Exercises:
(a) Please list every charity that the press release names as supported by the appeal.
(b) Reproduce the passage of the press release that starts with "The charities supported" and goes on through "people aged 13–24.", keeping every word unchanged.
Segment Start: Excerpt provided
Four Charities Supported By The Telegraph’s Christmas Charity Appeal 2024

PRESS RELEASE
4 November 2024
Charity Appeal Logo

The 2024 Telegraph Christmas Charity Appeal is supporting four charities for its annual fundraising campaign.

The charities supported in this year’s appeal include: Alzheimer’s Research UK,  the UK's leading dementia and Alzheimer's disease research charity and the Army Benevolent Fund, the Army’s national charity, which supports soldiers, former soldiers, and their families. Along with two further charities; Humanity & Inclusion, an international charity working in situations of poverty and exclusion, conflict and disaster and the Teenage Cancer Trust, the cancer care and support charity that exists to improve the cancer experience of young people aged 13–24. 

The Appeal launched on Saturday 2 November and will remain open until January 2025. Donations can be made online here or by calling 0151 284 1927. 

Chris Evans, Editor of The Telegraph: "Our selected four charities make a real difference to the lives of so many, I am delighted to share with our readers the valuable work they are doing."

Three of the charities were selected by Telegraph staff, while Humanity & Inclusion was selected by the family of David Knowles. David, who passed away in September 2024, was the Telegraph presenter and creator of the award-winning Ukraine: The Latest podcast. Humanity & Inclusion supports vulnerable people in countries affected by conflict and has a notable presence in Ukraine. As a third winter under war conditions closes in, Humanity & Inclusion is working tirelessly to help those with injuries, disabilities and chronic illness in the country’s hard-to-reach regions.
Segment End: Excerpt provided
Segment Start: Exercise data
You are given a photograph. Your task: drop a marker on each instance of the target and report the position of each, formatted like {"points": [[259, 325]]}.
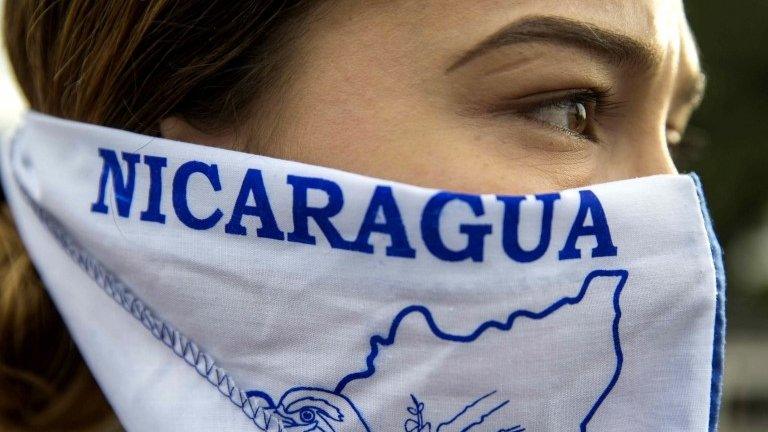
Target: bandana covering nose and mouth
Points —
{"points": [[215, 290]]}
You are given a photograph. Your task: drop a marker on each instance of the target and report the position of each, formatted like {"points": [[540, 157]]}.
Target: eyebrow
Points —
{"points": [[614, 47]]}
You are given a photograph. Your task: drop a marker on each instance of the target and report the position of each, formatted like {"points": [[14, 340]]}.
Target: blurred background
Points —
{"points": [[729, 136]]}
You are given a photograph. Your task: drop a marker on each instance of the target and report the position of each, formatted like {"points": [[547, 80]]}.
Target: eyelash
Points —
{"points": [[600, 104], [597, 102]]}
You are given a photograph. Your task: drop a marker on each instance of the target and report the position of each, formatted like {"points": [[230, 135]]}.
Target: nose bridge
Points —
{"points": [[644, 153]]}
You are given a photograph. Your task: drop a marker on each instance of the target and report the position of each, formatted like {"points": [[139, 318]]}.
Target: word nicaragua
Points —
{"points": [[382, 202]]}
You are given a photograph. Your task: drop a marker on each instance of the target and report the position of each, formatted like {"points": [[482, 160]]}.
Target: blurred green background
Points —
{"points": [[730, 131], [729, 134]]}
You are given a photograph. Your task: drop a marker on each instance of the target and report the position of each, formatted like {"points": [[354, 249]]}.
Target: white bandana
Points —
{"points": [[215, 290]]}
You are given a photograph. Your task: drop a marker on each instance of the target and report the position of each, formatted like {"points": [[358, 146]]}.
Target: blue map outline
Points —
{"points": [[377, 341]]}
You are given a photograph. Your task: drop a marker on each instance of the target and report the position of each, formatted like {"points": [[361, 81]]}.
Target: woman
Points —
{"points": [[507, 98]]}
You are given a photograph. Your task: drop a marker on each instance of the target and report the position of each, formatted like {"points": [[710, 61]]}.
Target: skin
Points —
{"points": [[369, 92]]}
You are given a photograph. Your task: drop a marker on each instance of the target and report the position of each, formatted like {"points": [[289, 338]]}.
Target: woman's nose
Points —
{"points": [[644, 155]]}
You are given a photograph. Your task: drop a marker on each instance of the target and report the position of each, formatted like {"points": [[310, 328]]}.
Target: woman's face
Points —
{"points": [[486, 96]]}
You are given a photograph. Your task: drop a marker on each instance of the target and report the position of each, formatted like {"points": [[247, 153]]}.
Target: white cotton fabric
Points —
{"points": [[201, 330]]}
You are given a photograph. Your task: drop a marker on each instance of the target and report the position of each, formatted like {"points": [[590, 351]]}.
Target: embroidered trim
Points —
{"points": [[172, 338]]}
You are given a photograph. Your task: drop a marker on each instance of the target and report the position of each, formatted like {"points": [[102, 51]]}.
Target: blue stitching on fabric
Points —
{"points": [[205, 366], [718, 343], [124, 296]]}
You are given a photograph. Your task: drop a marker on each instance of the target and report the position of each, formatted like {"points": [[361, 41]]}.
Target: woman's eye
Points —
{"points": [[570, 115]]}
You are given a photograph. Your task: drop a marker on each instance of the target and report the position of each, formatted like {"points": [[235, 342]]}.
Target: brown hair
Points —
{"points": [[125, 64]]}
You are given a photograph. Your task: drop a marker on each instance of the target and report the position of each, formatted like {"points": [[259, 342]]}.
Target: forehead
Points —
{"points": [[650, 21]]}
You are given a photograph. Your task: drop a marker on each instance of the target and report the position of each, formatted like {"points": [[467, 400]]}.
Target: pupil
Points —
{"points": [[577, 118]]}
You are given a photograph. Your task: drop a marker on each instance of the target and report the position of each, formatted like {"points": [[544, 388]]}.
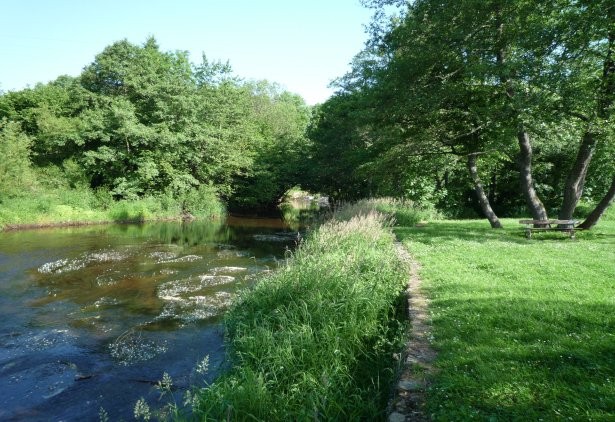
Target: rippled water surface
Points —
{"points": [[92, 317]]}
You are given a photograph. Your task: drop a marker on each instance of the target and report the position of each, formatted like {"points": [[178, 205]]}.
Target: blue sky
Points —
{"points": [[301, 44]]}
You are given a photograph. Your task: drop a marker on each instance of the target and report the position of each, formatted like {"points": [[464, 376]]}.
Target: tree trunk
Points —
{"points": [[576, 178], [527, 183], [602, 206], [480, 193]]}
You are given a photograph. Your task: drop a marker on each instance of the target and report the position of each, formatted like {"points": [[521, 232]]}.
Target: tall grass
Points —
{"points": [[402, 212], [315, 340], [524, 328]]}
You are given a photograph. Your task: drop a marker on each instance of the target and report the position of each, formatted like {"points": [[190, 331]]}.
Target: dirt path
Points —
{"points": [[408, 400]]}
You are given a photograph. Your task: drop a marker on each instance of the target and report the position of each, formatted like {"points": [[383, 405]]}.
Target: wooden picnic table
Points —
{"points": [[549, 225]]}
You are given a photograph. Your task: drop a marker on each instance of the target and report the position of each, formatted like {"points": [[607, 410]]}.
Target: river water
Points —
{"points": [[92, 317]]}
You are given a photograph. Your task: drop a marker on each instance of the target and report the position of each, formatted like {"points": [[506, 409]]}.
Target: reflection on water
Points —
{"points": [[91, 317]]}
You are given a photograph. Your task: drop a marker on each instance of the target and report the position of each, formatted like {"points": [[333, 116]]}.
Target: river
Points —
{"points": [[91, 317]]}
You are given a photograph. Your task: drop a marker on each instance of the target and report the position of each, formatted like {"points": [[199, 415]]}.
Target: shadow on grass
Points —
{"points": [[524, 359]]}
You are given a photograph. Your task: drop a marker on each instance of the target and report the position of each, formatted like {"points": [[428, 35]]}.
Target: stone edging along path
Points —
{"points": [[408, 401]]}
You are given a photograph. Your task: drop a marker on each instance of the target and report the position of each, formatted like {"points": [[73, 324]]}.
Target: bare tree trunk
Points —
{"points": [[576, 178], [527, 183], [602, 206], [525, 145], [480, 193]]}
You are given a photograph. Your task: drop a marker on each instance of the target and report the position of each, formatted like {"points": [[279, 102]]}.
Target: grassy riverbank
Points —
{"points": [[315, 339], [75, 207], [524, 329]]}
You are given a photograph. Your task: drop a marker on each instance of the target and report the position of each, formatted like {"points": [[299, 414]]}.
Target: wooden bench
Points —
{"points": [[548, 225]]}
Segment End: Exercise data
Numbered answers:
(a)
Alzheimer’s Research UK
Army Benevolent Fund
Humanity & Inclusion
Teenage Cancer Trust

(b)
The charities supported in this year’s appeal include: Alzheimer’s Research UK,  the UK's leading dementia and Alzheimer's disease research charity and the Army Benevolent Fund, the Army’s national charity, which supports soldiers, former soldiers, and their families. Along with two further charities; Humanity & Inclusion, an international charity working in situations of poverty and exclusion, conflict and disaster and the Teenage Cancer Trust, the cancer care and support charity that exists to improve the cancer experience of young people aged 13–24.